# RECORD EXTRACTS:

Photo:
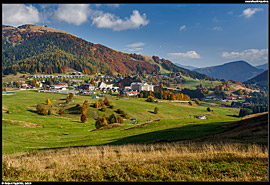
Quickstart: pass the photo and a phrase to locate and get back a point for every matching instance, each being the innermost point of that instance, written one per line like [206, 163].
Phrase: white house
[141, 86]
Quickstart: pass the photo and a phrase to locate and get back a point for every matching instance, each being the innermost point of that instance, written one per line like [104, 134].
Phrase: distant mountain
[237, 70]
[186, 67]
[33, 48]
[260, 81]
[263, 66]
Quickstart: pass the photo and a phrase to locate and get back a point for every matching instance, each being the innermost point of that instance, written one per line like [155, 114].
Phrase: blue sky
[198, 35]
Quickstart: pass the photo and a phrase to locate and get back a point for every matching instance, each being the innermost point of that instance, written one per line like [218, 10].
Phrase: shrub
[41, 109]
[100, 122]
[48, 102]
[97, 104]
[71, 95]
[150, 99]
[197, 101]
[50, 111]
[83, 118]
[155, 110]
[111, 119]
[95, 115]
[83, 110]
[119, 119]
[103, 109]
[85, 104]
[61, 112]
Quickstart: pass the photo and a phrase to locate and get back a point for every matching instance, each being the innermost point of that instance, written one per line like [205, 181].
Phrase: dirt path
[140, 125]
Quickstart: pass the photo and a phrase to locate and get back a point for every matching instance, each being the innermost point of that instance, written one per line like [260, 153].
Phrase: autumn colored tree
[156, 110]
[41, 109]
[83, 118]
[61, 112]
[100, 122]
[83, 110]
[71, 95]
[119, 119]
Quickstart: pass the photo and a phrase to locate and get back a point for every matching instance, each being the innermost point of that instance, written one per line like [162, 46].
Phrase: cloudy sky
[198, 35]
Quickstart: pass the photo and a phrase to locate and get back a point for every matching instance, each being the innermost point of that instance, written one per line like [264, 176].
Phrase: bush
[71, 95]
[100, 122]
[155, 110]
[41, 109]
[48, 102]
[244, 111]
[119, 119]
[97, 104]
[85, 104]
[95, 115]
[150, 99]
[197, 101]
[111, 119]
[50, 111]
[83, 118]
[83, 110]
[61, 112]
[103, 109]
[120, 111]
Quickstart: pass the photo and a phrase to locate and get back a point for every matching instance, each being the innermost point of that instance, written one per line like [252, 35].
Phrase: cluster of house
[83, 88]
[72, 75]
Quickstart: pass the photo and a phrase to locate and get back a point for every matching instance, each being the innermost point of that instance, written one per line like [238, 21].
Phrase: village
[74, 83]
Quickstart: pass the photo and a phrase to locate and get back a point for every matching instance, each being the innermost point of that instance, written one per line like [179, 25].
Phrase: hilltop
[31, 48]
[237, 70]
[260, 81]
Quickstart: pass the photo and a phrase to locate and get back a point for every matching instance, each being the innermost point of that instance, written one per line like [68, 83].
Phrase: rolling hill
[33, 48]
[260, 81]
[263, 66]
[237, 70]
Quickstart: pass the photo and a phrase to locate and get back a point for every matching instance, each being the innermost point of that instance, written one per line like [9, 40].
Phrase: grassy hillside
[176, 122]
[173, 147]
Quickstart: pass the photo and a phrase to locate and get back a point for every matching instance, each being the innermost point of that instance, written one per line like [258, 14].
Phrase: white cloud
[72, 13]
[137, 46]
[182, 28]
[217, 28]
[252, 55]
[249, 12]
[18, 14]
[113, 22]
[188, 54]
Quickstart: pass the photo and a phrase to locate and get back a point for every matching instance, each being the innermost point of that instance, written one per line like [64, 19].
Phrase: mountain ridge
[236, 70]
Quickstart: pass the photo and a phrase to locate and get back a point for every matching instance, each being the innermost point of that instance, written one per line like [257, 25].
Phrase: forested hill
[33, 48]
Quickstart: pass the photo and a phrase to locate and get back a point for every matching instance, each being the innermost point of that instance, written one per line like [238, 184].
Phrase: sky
[198, 35]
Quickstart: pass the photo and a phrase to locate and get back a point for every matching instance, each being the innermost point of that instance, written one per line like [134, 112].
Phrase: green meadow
[24, 130]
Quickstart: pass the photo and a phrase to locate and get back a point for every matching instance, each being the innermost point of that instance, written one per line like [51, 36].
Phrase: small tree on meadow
[48, 102]
[155, 110]
[83, 118]
[83, 110]
[61, 112]
[119, 119]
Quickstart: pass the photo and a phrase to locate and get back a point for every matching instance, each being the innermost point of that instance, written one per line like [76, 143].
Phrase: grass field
[176, 122]
[62, 148]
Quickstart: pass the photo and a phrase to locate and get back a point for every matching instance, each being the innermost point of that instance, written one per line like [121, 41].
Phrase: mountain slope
[263, 66]
[30, 48]
[238, 70]
[186, 67]
[260, 81]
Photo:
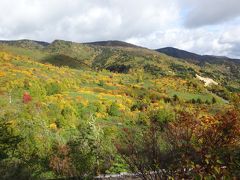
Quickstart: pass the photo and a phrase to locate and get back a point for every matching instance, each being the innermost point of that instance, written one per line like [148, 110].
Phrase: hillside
[64, 103]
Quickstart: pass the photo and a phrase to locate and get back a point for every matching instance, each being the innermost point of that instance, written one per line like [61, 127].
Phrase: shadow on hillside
[61, 60]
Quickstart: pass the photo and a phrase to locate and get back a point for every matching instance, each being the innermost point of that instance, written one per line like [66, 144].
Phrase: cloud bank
[205, 27]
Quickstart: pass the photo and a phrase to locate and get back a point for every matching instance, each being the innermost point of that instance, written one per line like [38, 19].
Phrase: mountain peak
[114, 43]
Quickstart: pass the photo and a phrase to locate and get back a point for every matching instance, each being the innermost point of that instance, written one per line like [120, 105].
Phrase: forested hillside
[79, 110]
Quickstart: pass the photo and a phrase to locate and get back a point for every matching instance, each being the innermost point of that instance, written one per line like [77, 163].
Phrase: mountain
[122, 57]
[68, 109]
[25, 43]
[113, 43]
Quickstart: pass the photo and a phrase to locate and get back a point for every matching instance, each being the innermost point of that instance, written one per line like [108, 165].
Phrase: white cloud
[209, 12]
[150, 23]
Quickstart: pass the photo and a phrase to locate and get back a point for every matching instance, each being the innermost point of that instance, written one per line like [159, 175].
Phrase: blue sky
[204, 27]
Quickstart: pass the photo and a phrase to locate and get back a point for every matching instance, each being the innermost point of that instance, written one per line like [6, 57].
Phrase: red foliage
[27, 98]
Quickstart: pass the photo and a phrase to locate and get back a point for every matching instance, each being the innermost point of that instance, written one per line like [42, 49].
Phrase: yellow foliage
[2, 74]
[53, 126]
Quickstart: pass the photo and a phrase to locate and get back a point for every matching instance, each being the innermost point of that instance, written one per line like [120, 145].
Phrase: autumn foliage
[26, 98]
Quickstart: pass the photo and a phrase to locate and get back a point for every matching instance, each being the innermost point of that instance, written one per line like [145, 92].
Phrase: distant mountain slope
[182, 54]
[25, 43]
[123, 57]
[112, 43]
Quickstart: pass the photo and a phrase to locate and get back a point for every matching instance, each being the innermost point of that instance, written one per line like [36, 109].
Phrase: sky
[201, 26]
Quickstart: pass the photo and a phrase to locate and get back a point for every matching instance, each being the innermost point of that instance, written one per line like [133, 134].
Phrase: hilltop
[73, 109]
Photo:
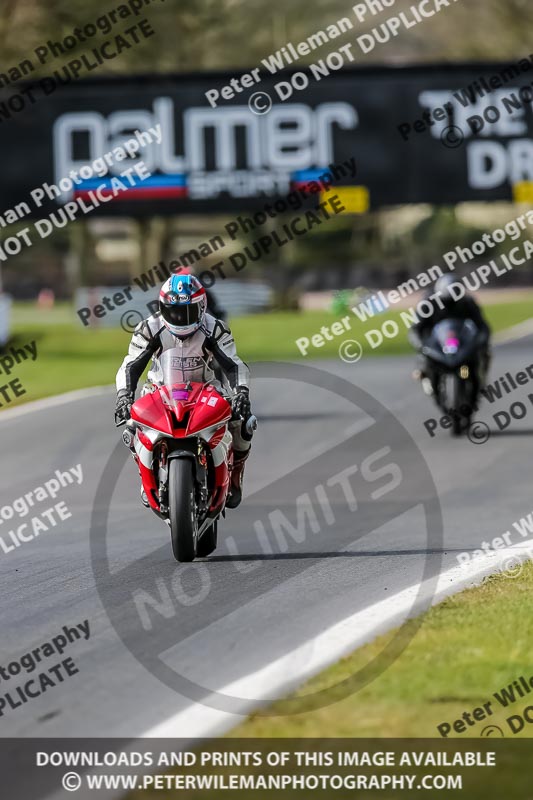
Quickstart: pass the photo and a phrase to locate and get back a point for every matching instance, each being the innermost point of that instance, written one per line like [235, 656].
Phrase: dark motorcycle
[454, 366]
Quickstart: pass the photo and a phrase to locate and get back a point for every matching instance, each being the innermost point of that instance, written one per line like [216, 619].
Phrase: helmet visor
[181, 315]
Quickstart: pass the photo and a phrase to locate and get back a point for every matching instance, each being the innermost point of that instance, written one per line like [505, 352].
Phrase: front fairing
[452, 343]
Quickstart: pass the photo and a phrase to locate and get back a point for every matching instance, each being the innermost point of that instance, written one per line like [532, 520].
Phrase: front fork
[163, 478]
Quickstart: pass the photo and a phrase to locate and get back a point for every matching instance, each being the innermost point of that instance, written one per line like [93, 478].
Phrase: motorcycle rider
[449, 307]
[204, 343]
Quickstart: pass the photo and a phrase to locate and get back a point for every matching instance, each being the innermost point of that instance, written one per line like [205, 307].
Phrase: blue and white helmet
[183, 303]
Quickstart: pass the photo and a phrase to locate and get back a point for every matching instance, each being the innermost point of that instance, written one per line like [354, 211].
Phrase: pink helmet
[183, 303]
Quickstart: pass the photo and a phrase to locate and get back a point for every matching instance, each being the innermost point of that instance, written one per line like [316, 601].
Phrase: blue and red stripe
[153, 187]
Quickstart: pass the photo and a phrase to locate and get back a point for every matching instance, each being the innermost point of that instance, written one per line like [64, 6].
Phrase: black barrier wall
[439, 134]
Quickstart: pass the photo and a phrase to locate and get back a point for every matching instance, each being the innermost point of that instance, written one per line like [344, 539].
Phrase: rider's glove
[123, 407]
[241, 403]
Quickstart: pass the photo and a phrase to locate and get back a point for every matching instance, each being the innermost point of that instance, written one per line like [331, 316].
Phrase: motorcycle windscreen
[454, 335]
[175, 367]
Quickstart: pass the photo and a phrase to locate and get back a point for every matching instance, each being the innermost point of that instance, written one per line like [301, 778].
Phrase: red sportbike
[180, 440]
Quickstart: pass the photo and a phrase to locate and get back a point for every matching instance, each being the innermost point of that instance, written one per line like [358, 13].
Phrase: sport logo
[217, 157]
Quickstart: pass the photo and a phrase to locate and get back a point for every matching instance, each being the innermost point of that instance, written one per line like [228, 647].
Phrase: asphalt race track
[363, 536]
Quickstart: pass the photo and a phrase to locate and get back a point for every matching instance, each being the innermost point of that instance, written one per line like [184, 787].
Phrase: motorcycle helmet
[182, 303]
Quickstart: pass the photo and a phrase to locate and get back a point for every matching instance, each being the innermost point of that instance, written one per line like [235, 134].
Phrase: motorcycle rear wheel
[182, 509]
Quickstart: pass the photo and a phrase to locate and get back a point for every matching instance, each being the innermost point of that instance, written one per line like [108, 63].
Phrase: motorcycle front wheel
[182, 509]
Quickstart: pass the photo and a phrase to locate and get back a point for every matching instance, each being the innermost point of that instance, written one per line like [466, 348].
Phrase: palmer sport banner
[218, 142]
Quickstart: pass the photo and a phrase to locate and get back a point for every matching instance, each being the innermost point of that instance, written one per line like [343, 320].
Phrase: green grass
[73, 357]
[467, 648]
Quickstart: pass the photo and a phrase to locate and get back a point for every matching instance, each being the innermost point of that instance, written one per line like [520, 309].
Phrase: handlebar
[250, 425]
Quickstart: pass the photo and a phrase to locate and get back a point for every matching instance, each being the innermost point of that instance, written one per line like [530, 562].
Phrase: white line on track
[285, 674]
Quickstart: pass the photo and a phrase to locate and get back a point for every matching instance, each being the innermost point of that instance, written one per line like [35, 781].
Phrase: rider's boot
[237, 473]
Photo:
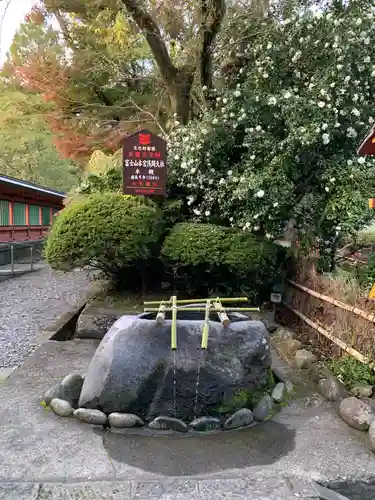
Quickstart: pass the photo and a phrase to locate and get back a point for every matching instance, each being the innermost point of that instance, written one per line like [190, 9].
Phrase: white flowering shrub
[277, 141]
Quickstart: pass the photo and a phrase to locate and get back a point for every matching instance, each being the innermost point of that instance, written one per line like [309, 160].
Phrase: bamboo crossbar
[197, 301]
[355, 354]
[206, 326]
[203, 309]
[174, 323]
[337, 303]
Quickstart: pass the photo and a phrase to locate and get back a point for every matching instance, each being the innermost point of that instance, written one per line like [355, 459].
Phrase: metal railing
[20, 257]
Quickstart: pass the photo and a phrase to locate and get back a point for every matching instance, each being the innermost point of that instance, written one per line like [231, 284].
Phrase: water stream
[197, 384]
[174, 383]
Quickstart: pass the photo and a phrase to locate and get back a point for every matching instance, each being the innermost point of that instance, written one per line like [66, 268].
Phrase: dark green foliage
[366, 274]
[106, 231]
[206, 259]
[195, 244]
[352, 372]
[111, 180]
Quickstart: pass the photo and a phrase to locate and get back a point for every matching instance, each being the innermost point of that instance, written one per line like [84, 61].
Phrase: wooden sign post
[144, 164]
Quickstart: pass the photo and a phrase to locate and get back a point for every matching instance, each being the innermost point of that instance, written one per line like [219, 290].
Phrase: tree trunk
[181, 96]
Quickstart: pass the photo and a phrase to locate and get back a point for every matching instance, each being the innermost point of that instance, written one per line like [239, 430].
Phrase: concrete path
[45, 457]
[29, 303]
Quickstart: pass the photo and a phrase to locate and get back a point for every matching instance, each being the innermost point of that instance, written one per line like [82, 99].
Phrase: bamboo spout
[174, 323]
[160, 317]
[197, 301]
[224, 320]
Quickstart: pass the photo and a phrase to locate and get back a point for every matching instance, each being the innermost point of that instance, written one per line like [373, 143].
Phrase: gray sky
[14, 16]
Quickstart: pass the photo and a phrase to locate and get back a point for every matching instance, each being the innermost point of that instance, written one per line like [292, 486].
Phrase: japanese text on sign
[144, 164]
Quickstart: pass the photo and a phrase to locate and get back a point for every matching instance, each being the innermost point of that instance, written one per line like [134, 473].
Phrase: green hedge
[205, 258]
[106, 231]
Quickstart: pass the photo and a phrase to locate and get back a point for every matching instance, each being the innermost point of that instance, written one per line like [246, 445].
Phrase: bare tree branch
[212, 12]
[148, 26]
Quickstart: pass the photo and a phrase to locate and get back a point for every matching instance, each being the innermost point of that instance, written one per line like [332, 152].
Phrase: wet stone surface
[205, 424]
[95, 417]
[168, 423]
[61, 408]
[124, 420]
[264, 408]
[240, 418]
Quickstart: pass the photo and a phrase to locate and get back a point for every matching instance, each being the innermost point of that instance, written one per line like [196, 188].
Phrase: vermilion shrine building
[26, 209]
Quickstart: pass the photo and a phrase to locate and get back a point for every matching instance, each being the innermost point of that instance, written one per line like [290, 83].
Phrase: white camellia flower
[325, 138]
[350, 132]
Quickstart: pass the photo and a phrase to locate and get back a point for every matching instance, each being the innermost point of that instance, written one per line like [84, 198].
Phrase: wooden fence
[346, 326]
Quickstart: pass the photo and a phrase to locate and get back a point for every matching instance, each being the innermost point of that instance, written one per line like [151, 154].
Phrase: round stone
[305, 358]
[72, 385]
[95, 417]
[278, 392]
[356, 413]
[264, 408]
[124, 420]
[61, 407]
[205, 424]
[56, 392]
[362, 391]
[240, 418]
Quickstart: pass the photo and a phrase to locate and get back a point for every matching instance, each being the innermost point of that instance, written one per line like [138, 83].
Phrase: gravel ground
[29, 303]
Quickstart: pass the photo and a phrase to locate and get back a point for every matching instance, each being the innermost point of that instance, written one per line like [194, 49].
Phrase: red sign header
[144, 164]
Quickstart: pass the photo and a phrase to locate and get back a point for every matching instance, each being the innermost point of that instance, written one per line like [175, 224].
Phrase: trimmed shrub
[106, 231]
[206, 259]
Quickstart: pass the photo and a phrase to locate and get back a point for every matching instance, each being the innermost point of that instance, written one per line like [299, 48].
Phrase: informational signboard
[144, 164]
[371, 295]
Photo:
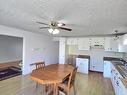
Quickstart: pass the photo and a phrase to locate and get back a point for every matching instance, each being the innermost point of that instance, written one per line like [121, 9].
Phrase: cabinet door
[83, 44]
[107, 69]
[107, 44]
[82, 65]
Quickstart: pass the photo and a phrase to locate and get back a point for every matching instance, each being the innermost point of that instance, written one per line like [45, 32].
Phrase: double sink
[121, 66]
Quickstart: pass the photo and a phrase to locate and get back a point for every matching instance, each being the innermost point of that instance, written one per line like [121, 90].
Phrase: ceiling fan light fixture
[56, 31]
[50, 30]
[60, 24]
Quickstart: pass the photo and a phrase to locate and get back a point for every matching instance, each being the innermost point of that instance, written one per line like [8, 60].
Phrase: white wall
[10, 48]
[96, 56]
[36, 47]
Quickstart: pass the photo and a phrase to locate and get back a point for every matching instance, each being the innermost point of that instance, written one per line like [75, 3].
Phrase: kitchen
[97, 54]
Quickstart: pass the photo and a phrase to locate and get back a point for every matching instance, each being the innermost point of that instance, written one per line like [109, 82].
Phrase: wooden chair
[40, 65]
[68, 83]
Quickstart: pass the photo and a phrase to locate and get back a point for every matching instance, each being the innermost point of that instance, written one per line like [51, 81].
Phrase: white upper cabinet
[62, 51]
[114, 45]
[121, 47]
[107, 44]
[97, 41]
[83, 44]
[72, 41]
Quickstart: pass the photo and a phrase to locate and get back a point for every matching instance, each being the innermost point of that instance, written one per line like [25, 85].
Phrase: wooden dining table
[52, 74]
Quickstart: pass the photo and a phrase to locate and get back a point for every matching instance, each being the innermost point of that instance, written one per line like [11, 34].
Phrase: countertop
[111, 59]
[83, 56]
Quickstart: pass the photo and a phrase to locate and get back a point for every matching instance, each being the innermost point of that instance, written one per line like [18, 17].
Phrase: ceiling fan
[54, 26]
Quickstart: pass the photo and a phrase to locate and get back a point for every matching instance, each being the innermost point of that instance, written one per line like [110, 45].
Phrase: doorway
[11, 55]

# WORK INSTRUCTIONS:
Of the lines above, extract only those from the line with "Phrase: distant mountain slope" to the line with "like [36, 109].", both included, exactly as written.

# ANSWER BOX:
Phrase: distant mountain slope
[182, 54]
[25, 43]
[123, 57]
[112, 43]
Quickstart: pass the photo and a phrase to locate and get back a point for every matching instance, each being the innermost point of that instance, written one per line like [36, 109].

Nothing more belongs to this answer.